Instructions to follow
The output must match the entries below exactly, with pictures removed.

Data for review
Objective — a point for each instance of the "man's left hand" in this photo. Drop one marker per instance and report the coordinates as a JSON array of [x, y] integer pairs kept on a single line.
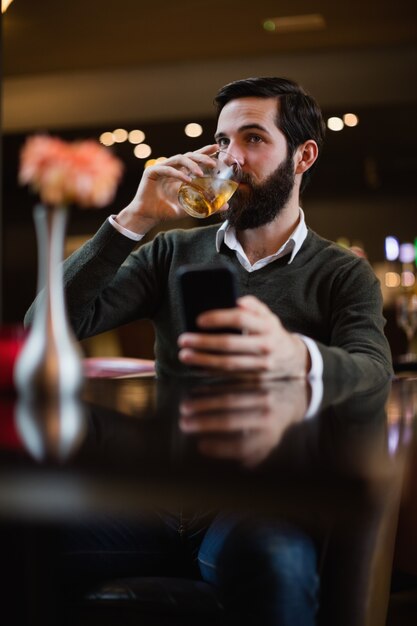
[[263, 347]]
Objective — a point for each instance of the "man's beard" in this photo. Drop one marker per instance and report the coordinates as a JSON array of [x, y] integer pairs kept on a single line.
[[259, 204]]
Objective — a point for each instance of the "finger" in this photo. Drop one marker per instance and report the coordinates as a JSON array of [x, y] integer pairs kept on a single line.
[[225, 343], [243, 320]]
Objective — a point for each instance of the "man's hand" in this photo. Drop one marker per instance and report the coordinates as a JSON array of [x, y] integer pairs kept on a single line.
[[264, 347], [157, 196]]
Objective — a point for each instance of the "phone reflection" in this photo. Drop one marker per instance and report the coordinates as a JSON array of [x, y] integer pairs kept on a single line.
[[243, 423]]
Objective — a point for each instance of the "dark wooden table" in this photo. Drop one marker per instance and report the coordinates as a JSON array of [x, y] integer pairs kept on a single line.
[[133, 443]]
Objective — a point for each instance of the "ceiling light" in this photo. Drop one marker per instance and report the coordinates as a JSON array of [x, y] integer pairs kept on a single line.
[[107, 139], [293, 23], [142, 151], [350, 119], [136, 136], [193, 130], [120, 135], [5, 5], [335, 123]]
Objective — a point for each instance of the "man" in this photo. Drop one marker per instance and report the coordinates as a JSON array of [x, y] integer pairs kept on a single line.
[[307, 306]]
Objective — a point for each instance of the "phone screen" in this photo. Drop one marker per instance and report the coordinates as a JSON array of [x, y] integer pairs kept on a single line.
[[203, 288]]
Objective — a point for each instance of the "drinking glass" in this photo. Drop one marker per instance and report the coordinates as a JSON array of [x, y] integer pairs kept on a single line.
[[406, 310], [205, 195]]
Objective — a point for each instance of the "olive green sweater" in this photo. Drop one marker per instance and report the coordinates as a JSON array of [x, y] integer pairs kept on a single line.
[[326, 293]]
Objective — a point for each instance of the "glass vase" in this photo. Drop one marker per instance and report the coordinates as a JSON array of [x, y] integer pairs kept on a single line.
[[50, 363]]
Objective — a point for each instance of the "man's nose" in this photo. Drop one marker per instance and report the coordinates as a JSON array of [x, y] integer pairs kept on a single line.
[[236, 152]]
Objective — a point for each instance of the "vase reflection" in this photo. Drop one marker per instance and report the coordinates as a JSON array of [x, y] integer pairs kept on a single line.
[[52, 429]]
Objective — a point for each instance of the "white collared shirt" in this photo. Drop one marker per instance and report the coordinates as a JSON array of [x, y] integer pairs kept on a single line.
[[227, 234]]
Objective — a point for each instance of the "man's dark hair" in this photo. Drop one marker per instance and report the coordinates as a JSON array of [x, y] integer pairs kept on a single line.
[[299, 117]]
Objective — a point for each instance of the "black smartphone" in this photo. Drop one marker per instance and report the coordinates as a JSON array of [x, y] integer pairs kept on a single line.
[[203, 288]]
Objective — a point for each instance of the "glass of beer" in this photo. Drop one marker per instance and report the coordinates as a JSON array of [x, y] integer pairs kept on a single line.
[[205, 195]]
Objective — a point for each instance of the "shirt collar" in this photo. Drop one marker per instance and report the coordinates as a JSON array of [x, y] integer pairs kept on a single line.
[[227, 234]]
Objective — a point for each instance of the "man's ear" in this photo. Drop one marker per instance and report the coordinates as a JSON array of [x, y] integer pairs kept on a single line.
[[305, 155]]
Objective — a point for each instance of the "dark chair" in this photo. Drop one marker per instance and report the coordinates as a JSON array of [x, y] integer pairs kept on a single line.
[[148, 601]]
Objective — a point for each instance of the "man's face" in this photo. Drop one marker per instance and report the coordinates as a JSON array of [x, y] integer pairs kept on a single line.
[[247, 128]]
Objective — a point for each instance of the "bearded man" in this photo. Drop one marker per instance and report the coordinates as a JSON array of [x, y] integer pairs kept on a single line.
[[307, 308]]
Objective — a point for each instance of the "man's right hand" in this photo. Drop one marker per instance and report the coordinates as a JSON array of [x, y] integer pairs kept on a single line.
[[156, 198]]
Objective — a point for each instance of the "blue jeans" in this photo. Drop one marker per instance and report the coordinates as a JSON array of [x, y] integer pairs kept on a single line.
[[266, 571]]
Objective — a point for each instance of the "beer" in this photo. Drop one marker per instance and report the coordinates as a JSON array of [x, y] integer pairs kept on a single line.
[[205, 196]]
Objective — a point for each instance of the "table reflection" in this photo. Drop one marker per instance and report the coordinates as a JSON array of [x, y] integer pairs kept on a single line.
[[239, 447]]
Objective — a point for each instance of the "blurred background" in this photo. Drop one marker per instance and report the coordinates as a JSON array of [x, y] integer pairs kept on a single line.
[[88, 68]]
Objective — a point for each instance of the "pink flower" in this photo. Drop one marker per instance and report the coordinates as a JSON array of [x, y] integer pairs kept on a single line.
[[83, 172]]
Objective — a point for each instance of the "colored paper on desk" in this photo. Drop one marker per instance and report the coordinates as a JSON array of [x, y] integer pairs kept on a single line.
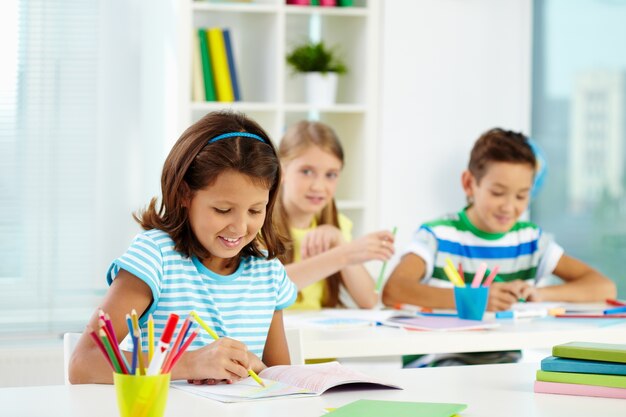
[[378, 408], [340, 322], [579, 389], [285, 381], [554, 364], [615, 381], [607, 352], [440, 323]]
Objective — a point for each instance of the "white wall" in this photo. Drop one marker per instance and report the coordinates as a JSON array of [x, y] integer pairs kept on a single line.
[[451, 69]]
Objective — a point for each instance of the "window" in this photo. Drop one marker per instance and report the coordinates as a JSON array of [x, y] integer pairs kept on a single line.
[[81, 147], [579, 119]]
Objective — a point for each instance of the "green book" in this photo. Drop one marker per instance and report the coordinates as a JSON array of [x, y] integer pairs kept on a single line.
[[607, 352], [601, 380], [209, 86], [378, 408]]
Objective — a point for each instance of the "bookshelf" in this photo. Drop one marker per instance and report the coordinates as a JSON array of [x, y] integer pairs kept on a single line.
[[262, 32]]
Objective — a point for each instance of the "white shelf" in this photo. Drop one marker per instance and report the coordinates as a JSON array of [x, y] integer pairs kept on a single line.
[[262, 32], [327, 11], [234, 7]]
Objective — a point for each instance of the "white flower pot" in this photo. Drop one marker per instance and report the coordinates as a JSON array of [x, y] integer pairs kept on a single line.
[[320, 88]]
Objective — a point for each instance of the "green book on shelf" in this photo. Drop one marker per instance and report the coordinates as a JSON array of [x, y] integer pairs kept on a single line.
[[607, 352], [205, 55], [601, 380], [378, 408]]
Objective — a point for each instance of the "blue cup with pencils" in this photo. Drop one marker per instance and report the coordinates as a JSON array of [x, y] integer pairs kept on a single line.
[[471, 302]]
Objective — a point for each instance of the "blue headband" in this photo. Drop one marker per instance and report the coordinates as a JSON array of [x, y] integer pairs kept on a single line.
[[233, 134]]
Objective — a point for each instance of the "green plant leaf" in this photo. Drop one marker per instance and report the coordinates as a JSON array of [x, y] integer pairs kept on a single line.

Response box
Objective — a point for each instance of the "man's left hand" in this photo. Drop one marker per instance and report the coordinates as a JSON array of [x, y] integer pairs kept on a single line.
[[263, 347]]
Objective — a point for each instance of the "man's beard" in this photo. Drop one marker per instance and report the coordinates as a JSON array of [x, y] integer pairs kept on a single line.
[[259, 204]]
Objective — a point for each instance of the "finger" in this photo. Drop one marker per instance and report the coordinates as a JSON array of [x, y] integer pairs kept on a single line.
[[225, 343], [243, 320]]
Objective — a point for each instance of the "man's hand" in this photo. Drop one marker per instance and report the coordinates as a JSON array of [x, y] integer pairs kept on a single line.
[[264, 347], [157, 196]]
Objective — a point for each instance of the "phone reflection" in this photo. Drop one marker per instance and report the coordinates as a JSON array of [x, y] integer pairs kept on a single line.
[[243, 423]]
Objective — a point for each instance of the "dark wooden table" in this photo. Drop one marker per instance and report the coordinates as a JSON array of [x, y] integer pairs kept on a single line.
[[133, 443]]
Objective — a point for each instance of the "ceiling light" in this photo. Drop one marker per instance and report the coordinates as a JSON array of [x, y] integer pairs kept on a single line.
[[107, 139], [293, 23], [142, 151], [350, 119], [136, 136], [193, 130], [120, 135], [5, 5], [335, 123]]
Objective — a point for each instance of the "man" in this photo. Drop one marker per instance and report the coordinates as a JSON array of [x, y] integer pairs kept on a single line.
[[307, 306]]
Objective — a point for each instance of the "phone screen" in this photo. Drop one marker per instance and report the coordinates as a JSON array of [x, y] integer pairs kept on a single line.
[[203, 288]]
Objective — a point for each instance of the "drinking glass" in this photo. Drop one marker per instance and report the coordinates as a JSON array of [x, y] integer pairs kept on a single line.
[[406, 310], [205, 195]]
Objective — a point for each instance of the "olive green sweater" in this photo. Drop one marker per instance and report the coordinates as a JSON array of [x, y] integer pairs kept on a single line.
[[326, 293]]
Objective — a point for each instance of the "glass vase" in this photo. Drop one marker per instance and report the coordinates as a JSON array of [x, y] integer pairs kept on a single line.
[[50, 363]]
Objective — a point for each instance of the "man's nose" in this photo. Drop one marker per instance and report the coordinates as a JSON array of [x, y] integer pairs kept on a single line.
[[236, 152]]
Objective — a point for each instance of the "vase reflection" in this photo. Drop one marker per instance and report the coordinates as a JSON array of [x, y] integer pairs kept on a single line.
[[52, 429]]
Objective — a point for each instance of the "white collared shirt" in this photo. Drop one marker per instance and report the coordinates as a JSON array of [x, y] integer pairs kept on a single line.
[[227, 234]]
Objective — a point for each instance of the "man's dark hair" in this photo. Drop one marker per instance and report the coordinates as a JSON array of [x, y] integer pairs kept on a single line.
[[299, 117]]
Objective — a point for each instance of the "black smartphone" in this photo. Drop one marker per instance and report the coordinates as a JSON array of [x, y] integer pairs kept on a single line.
[[203, 288]]
Objective — a point for each instance of the "glass of beer" in this photo. Drop one marker per instance and report the coordinates as a JSON array of [x, y] integer pairs kept on a single line.
[[205, 195]]
Objective — a point for each instance of the "shirt collar" in this photo. Drop one marker per instance and report the coordinates as a JSON array of [x, y] integer pairs kept on a single line.
[[227, 234]]
Objective — a point for each instance of the "man's ear" in this photo. Drop one marker per instance and report the coordinates as a JSON array of [x, y] integer pairs kept on a single line.
[[305, 155]]
Objective — a point for each instance of the "dark chair" in this photo. Drop one marker per instance and report the coordinates as a JSON array of [x, y] integer pairs kept on a single line.
[[148, 601]]
Objective — a point for each instance of the "man's face" in this photo. Drop one marker per instance and report the coordinates as a JSON array of [x, y] integer pairs kept on a single line.
[[247, 128]]
Objective — a point for each instance of the "bearded man" in this photo. Drop one marker per instance and report the coordinates as a JSON array of [x, y] integer pairs kept on a single line.
[[307, 308]]
Objective — a point for each instance of the "man's right hand" in this photo. Drop one marker per instance and report the coordinates as a JSON array of [x, y] integer pairs kept on a single line.
[[156, 198]]
Objective — a point for each instance of the "blue jeans" in this photo. Drop one marker per instance and report the coordinates as a JSON array of [x, y] integer pairs kept on a single line.
[[266, 571]]
Objective — a point for each instance of the "beer" in this photo. Drop one marker per instance and report the coordinates as a JSON array of [x, y] integer pairs kept on a single line.
[[205, 196]]
Objective — a point for each instance of the "table reflection" in this photo. Drop one marker per instance and report the coordinates as a JSON array of [x, y] integer pairs kept on a single line.
[[239, 447]]
Objective — a point for each instance of the "blurred background" in this photo. Drop one marker per instance and report the coordinates as a JSON array of [x, y] integer pairs kept on a single line.
[[88, 68]]
Objective — a point for each instance of the "pink flower" in this photo. Drop one marker per instance and report the coordinates as a JSON array of [x, y] integer pairs kept on a single line.
[[83, 172]]
Objective — a point for each instance of the "colored paper on desk" in this photo. Drop one marker per instance and report the coordinates as a JSON array of [x, y] integer pairs kept on a single line.
[[378, 408], [340, 322], [579, 389], [285, 381], [554, 364], [615, 381], [607, 352], [440, 323]]
Objective — a point for each instance of the "white wall" in this photo. Drop one marker per instance and report the coordinates as a JSON array of [x, y] integer pairs kept on a single line.
[[451, 69]]
Objective — a point for each instance of the "window" in this photo. Drop one marker per instance and report the coordinates as a JSON array of [x, y] integer pairs kept on a single line.
[[81, 147], [579, 119]]
Objective — a point for each instance of the "green book" in this photo. Drop one marker per instance and report the coordinates as a JSON array of [x, y] integer pairs kept on a single line.
[[607, 352], [601, 380], [209, 86], [378, 408]]
Objective — a point for each instance of the "bookshelf" in this photo. Drop one marker per instance and report the coordinates as a JSON array of [x, y] integer pairs kept on a single line.
[[262, 32]]
Objective — a point for each instance of the "white shelf" in this photo. Drop one marker per instance and report the coordinates as a JSON array of [x, y] integer pairs kept on a single line.
[[262, 32], [327, 11], [234, 7]]
Objective — a point for each instance of the "white flower pot" in this photo. Drop one marker per instance and report the coordinates as a JSON array of [x, y] integer pairs kept on a single line.
[[320, 88]]
Objective — a point for each instance of the "green book on shelf" in this photo. Drop one marker per instance and report the coordinates as a JSON array of [x, y] integer pairs kept on a single line.
[[607, 352], [205, 55], [601, 380], [378, 408]]
Objective — a point for each instance of the "blue cup with pencils" in this photo. Drop one marker per instance and report the coordinates as a JSON array of [x, y] integer pairs kept on a single line.
[[471, 302]]
Objective — a point for each instance of the "blue headband" in this photo. Drop one marker per instance and report the coordinates as a JSON array of [x, y] integer pairs kept on a single line.
[[233, 134]]
Objective — a point for each instance of the "green plant leaf" in this photo. Drop one marker per instance and report the coordinates as a JSON array of [x, y] integer pairs kept on a single line.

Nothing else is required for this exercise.